*** Records for processing ***
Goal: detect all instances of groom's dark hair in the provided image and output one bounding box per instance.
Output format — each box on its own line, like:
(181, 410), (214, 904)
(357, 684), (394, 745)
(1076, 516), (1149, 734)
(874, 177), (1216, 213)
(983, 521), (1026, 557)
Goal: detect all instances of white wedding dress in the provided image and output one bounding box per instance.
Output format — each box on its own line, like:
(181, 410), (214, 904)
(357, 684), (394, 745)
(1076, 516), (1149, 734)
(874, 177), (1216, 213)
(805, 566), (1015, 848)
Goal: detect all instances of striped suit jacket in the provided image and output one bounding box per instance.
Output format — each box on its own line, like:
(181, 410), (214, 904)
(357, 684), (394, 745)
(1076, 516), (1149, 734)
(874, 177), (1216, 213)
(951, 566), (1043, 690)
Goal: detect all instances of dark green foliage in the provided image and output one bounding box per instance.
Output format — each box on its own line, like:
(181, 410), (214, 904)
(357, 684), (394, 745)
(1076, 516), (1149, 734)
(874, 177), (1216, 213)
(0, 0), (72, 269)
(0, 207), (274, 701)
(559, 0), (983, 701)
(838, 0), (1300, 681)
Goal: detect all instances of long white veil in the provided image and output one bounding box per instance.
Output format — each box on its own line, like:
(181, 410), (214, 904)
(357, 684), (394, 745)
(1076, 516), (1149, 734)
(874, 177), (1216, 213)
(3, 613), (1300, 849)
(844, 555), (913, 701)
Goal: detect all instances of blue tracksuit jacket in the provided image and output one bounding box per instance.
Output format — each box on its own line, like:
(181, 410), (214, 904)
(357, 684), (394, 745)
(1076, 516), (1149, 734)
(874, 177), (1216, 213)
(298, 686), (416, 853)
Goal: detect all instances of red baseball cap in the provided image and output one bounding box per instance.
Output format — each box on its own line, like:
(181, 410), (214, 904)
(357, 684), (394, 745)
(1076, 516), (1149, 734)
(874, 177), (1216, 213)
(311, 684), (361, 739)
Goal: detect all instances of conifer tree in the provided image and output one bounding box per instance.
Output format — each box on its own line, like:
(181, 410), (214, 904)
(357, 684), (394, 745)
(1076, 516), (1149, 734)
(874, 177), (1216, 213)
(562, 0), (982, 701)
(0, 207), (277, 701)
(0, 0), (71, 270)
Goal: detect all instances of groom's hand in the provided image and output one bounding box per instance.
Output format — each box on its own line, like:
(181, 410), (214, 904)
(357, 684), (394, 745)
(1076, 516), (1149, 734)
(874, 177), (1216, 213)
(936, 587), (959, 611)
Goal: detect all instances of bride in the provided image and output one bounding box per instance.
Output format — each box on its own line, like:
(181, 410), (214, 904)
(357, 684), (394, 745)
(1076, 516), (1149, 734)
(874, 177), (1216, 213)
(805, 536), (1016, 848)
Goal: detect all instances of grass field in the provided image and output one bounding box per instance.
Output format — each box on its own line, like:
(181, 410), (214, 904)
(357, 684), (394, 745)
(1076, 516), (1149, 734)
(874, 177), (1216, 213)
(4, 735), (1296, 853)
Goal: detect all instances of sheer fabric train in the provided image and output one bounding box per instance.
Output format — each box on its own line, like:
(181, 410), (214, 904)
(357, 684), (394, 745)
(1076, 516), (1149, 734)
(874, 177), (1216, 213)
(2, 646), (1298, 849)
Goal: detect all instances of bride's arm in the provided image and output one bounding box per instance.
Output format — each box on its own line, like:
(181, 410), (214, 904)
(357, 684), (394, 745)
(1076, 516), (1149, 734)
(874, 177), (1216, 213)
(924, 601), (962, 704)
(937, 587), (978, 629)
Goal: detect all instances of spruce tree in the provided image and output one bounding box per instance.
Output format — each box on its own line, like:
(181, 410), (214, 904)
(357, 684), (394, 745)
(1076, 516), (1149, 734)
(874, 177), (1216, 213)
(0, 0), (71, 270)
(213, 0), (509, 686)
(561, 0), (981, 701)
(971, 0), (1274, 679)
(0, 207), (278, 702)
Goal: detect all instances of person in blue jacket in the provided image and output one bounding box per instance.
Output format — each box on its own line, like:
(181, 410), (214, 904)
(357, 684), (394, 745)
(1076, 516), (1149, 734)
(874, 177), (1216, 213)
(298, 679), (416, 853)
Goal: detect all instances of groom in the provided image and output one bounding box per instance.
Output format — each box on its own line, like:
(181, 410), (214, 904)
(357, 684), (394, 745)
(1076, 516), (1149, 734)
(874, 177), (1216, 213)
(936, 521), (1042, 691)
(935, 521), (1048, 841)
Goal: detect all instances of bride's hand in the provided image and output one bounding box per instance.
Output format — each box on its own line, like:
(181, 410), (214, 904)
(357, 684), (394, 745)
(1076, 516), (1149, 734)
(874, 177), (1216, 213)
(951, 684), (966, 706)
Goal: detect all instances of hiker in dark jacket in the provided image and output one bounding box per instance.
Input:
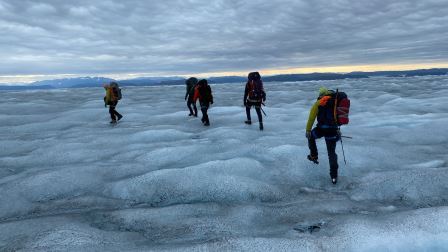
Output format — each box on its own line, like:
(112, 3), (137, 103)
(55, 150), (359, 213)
(244, 72), (266, 130)
(185, 77), (198, 117)
(193, 79), (213, 126)
(306, 87), (340, 184)
(103, 82), (123, 124)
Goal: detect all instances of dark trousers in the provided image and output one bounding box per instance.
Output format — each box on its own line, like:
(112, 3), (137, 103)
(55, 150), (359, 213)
(308, 127), (339, 179)
(200, 103), (210, 124)
(109, 101), (122, 121)
(246, 101), (263, 123)
(187, 99), (197, 116)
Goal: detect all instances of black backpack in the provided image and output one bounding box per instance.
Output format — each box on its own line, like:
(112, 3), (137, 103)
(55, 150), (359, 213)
(186, 77), (198, 96)
(197, 79), (212, 103)
(247, 72), (264, 101)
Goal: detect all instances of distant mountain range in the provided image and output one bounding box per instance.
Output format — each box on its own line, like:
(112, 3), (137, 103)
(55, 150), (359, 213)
(31, 77), (116, 88)
(1, 68), (447, 90)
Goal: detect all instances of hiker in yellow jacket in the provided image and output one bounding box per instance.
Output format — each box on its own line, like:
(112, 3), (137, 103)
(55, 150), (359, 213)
(306, 87), (340, 184)
(103, 82), (123, 124)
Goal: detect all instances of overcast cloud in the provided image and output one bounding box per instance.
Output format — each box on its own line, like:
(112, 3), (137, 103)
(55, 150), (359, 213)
(1, 0), (447, 80)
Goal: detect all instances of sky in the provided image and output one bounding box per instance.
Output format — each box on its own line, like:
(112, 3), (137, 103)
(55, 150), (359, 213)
(1, 0), (448, 83)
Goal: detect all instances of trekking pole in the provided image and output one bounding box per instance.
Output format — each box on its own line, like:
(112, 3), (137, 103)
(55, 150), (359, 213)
(261, 102), (267, 116)
(341, 135), (353, 139)
(334, 91), (348, 165)
(338, 128), (347, 165)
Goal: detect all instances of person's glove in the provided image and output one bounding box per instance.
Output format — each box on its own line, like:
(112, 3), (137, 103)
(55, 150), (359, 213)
(337, 129), (341, 139)
(306, 131), (312, 139)
(262, 96), (266, 102)
(104, 103), (107, 108)
(244, 100), (247, 106)
(210, 100), (213, 105)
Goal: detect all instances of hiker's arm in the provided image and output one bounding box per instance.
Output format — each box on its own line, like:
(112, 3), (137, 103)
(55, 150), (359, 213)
(261, 82), (266, 100)
(185, 85), (189, 100)
(208, 86), (213, 104)
(306, 101), (319, 132)
(243, 83), (249, 104)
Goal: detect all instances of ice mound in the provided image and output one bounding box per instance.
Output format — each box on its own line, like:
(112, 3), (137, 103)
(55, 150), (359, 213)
(0, 166), (101, 219)
(351, 168), (448, 205)
(105, 158), (283, 206)
(129, 129), (193, 142)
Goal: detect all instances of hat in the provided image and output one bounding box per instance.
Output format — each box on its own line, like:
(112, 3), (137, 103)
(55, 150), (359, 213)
(319, 87), (329, 96)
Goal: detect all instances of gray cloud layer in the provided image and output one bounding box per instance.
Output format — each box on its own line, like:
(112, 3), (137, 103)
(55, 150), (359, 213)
(1, 0), (447, 77)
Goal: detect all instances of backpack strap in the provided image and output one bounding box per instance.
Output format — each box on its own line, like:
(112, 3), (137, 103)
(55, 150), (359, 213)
(333, 89), (339, 124)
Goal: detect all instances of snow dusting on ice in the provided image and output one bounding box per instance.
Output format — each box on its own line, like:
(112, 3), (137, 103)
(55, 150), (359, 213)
(1, 76), (448, 251)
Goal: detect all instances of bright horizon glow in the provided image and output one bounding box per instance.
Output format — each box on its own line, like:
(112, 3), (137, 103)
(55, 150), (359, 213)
(1, 62), (448, 85)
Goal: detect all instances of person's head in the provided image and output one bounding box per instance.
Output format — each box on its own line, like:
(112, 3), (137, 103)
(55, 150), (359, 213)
(186, 77), (198, 86)
(318, 87), (332, 97)
(110, 82), (118, 88)
(248, 72), (261, 81)
(103, 83), (110, 88)
(198, 79), (208, 86)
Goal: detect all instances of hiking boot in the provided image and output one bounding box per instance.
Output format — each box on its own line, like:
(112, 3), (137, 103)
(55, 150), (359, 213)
(244, 120), (252, 125)
(204, 122), (210, 126)
(110, 120), (117, 124)
(194, 114), (198, 117)
(117, 115), (123, 121)
(201, 118), (205, 123)
(331, 178), (337, 184)
(259, 122), (264, 131)
(307, 155), (319, 164)
(188, 113), (193, 116)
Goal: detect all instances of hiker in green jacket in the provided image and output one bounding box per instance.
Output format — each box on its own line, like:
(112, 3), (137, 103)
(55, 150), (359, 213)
(103, 82), (123, 124)
(306, 87), (340, 184)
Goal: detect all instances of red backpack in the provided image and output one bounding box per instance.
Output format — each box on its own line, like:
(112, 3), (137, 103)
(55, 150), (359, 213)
(317, 90), (350, 127)
(247, 72), (264, 101)
(334, 90), (350, 125)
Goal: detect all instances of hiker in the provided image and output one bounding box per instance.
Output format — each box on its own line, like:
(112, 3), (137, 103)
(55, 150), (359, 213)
(103, 82), (123, 124)
(244, 72), (266, 130)
(306, 87), (341, 184)
(185, 77), (198, 117)
(193, 79), (213, 126)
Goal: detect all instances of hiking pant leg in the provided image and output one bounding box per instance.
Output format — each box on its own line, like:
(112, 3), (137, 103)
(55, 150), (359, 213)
(308, 127), (323, 157)
(193, 102), (198, 116)
(112, 101), (121, 118)
(201, 106), (209, 124)
(114, 109), (122, 118)
(245, 105), (251, 121)
(200, 102), (204, 122)
(255, 106), (263, 123)
(109, 105), (117, 121)
(187, 100), (194, 115)
(325, 139), (338, 179)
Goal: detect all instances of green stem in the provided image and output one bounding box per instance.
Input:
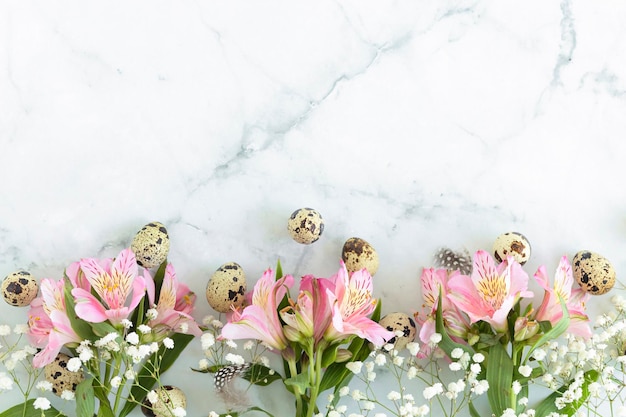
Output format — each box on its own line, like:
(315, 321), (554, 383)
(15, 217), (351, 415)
(306, 348), (323, 417)
(287, 358), (304, 416)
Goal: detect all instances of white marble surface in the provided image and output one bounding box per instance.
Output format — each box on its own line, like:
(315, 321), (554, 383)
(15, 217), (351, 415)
(1, 1), (626, 416)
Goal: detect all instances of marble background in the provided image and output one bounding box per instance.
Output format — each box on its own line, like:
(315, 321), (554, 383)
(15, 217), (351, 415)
(1, 1), (626, 416)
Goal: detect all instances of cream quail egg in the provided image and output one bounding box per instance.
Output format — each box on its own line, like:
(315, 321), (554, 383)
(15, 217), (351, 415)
(573, 250), (616, 295)
(44, 353), (85, 396)
(131, 222), (170, 268)
(493, 232), (531, 265)
(206, 262), (247, 313)
(379, 312), (416, 351)
(2, 271), (38, 307)
(342, 237), (379, 276)
(287, 208), (324, 244)
(141, 385), (187, 417)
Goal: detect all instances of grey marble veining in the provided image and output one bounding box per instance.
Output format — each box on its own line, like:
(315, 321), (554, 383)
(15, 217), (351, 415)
(1, 2), (626, 415)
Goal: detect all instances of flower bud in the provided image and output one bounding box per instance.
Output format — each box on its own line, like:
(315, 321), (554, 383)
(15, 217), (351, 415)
(514, 317), (539, 342)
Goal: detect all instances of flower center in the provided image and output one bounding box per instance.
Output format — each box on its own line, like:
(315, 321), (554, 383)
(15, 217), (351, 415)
(477, 277), (506, 309)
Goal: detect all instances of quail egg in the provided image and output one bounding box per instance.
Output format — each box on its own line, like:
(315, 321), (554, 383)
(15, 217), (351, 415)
(1, 271), (38, 307)
(206, 262), (247, 313)
(287, 208), (324, 244)
(141, 385), (187, 417)
(573, 250), (616, 295)
(44, 353), (84, 396)
(379, 312), (416, 351)
(493, 232), (531, 265)
(131, 222), (170, 268)
(342, 237), (379, 276)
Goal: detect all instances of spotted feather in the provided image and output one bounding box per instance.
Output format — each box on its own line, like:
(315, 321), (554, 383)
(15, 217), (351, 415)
(214, 363), (251, 392)
(434, 247), (472, 275)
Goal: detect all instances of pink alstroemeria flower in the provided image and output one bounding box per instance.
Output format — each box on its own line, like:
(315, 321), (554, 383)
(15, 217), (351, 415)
(448, 250), (533, 333)
(221, 269), (294, 351)
(145, 263), (202, 337)
(534, 256), (591, 338)
(27, 278), (82, 368)
(280, 275), (335, 346)
(71, 248), (149, 325)
(324, 262), (394, 347)
(417, 268), (470, 356)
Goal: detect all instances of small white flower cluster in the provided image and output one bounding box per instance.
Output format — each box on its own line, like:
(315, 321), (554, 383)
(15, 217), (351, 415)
(328, 340), (489, 417)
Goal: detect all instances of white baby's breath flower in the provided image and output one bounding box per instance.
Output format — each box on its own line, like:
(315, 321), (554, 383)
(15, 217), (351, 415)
(393, 355), (404, 366)
(362, 401), (375, 410)
(473, 352), (485, 363)
(449, 362), (462, 371)
(407, 366), (418, 379)
(375, 354), (386, 366)
(78, 347), (94, 362)
(150, 342), (159, 353)
(0, 324), (11, 336)
(243, 340), (254, 350)
(367, 371), (376, 381)
(532, 348), (546, 361)
(336, 405), (347, 413)
(110, 376), (122, 388)
(211, 320), (223, 329)
(519, 397), (529, 406)
(201, 333), (215, 350)
(512, 381), (522, 395)
(126, 332), (139, 345)
(146, 308), (158, 320)
(208, 412), (219, 417)
(501, 408), (516, 417)
(67, 357), (82, 372)
(346, 361), (363, 374)
(13, 324), (29, 334)
(226, 339), (237, 349)
(33, 397), (51, 410)
(36, 380), (53, 391)
(125, 369), (136, 380)
(423, 383), (443, 400)
(147, 390), (159, 404)
(387, 391), (402, 401)
(470, 363), (481, 374)
(172, 407), (186, 417)
(0, 373), (13, 391)
(179, 323), (189, 334)
(352, 389), (365, 401)
(61, 390), (76, 400)
(198, 359), (209, 370)
(451, 348), (464, 359)
(406, 342), (420, 356)
(429, 333), (442, 345)
(121, 319), (133, 329)
(339, 386), (350, 397)
(225, 353), (245, 365)
(163, 337), (174, 349)
(137, 325), (152, 334)
(11, 350), (27, 362)
(518, 365), (532, 378)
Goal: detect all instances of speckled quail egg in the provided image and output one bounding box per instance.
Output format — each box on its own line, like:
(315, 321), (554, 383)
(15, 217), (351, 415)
(573, 250), (616, 295)
(493, 232), (531, 265)
(287, 207), (324, 244)
(1, 271), (38, 307)
(342, 237), (379, 276)
(379, 312), (417, 351)
(44, 353), (84, 396)
(141, 385), (187, 417)
(131, 222), (170, 268)
(206, 262), (247, 313)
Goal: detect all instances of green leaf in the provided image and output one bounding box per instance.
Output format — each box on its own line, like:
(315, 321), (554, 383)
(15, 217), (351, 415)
(119, 332), (195, 417)
(469, 401), (481, 417)
(64, 280), (97, 341)
(0, 400), (61, 417)
(76, 378), (96, 417)
(525, 297), (570, 363)
(435, 289), (474, 357)
(243, 364), (283, 387)
(275, 259), (283, 280)
(284, 371), (311, 392)
(486, 342), (513, 417)
(320, 344), (340, 369)
(534, 369), (599, 417)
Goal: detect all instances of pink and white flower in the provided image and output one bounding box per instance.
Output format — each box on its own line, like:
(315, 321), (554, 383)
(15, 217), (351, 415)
(416, 268), (470, 356)
(27, 278), (82, 368)
(447, 250), (533, 333)
(71, 248), (149, 325)
(534, 256), (591, 338)
(324, 262), (394, 347)
(145, 263), (202, 337)
(221, 269), (294, 350)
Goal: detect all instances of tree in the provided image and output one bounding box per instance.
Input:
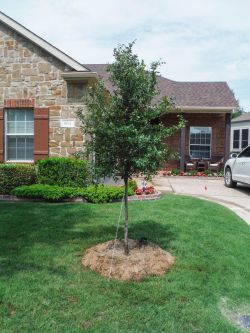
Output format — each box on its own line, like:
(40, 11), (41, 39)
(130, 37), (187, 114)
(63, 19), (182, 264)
(232, 106), (245, 119)
(78, 42), (184, 254)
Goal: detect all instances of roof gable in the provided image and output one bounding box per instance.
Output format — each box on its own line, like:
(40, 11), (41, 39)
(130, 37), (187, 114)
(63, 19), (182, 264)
(0, 11), (88, 72)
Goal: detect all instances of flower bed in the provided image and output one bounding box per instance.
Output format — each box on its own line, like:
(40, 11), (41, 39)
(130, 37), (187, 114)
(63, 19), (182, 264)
(129, 185), (161, 201)
(1, 181), (160, 203)
(160, 169), (224, 177)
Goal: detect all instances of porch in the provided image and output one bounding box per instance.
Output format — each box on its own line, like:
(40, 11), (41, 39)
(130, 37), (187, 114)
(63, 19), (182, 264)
(162, 111), (231, 171)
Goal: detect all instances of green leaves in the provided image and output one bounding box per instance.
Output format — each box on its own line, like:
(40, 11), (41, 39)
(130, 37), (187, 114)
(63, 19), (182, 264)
(37, 157), (90, 187)
(0, 164), (36, 194)
(11, 184), (135, 203)
(78, 42), (184, 180)
(11, 184), (77, 201)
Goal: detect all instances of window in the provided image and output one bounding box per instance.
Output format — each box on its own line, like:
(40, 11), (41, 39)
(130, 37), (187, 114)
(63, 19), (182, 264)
*** End of Records for processing ***
** Problem statement **
Determine how many lines in the listing above hold the word "groom", and reply with that number only.

** Response **
3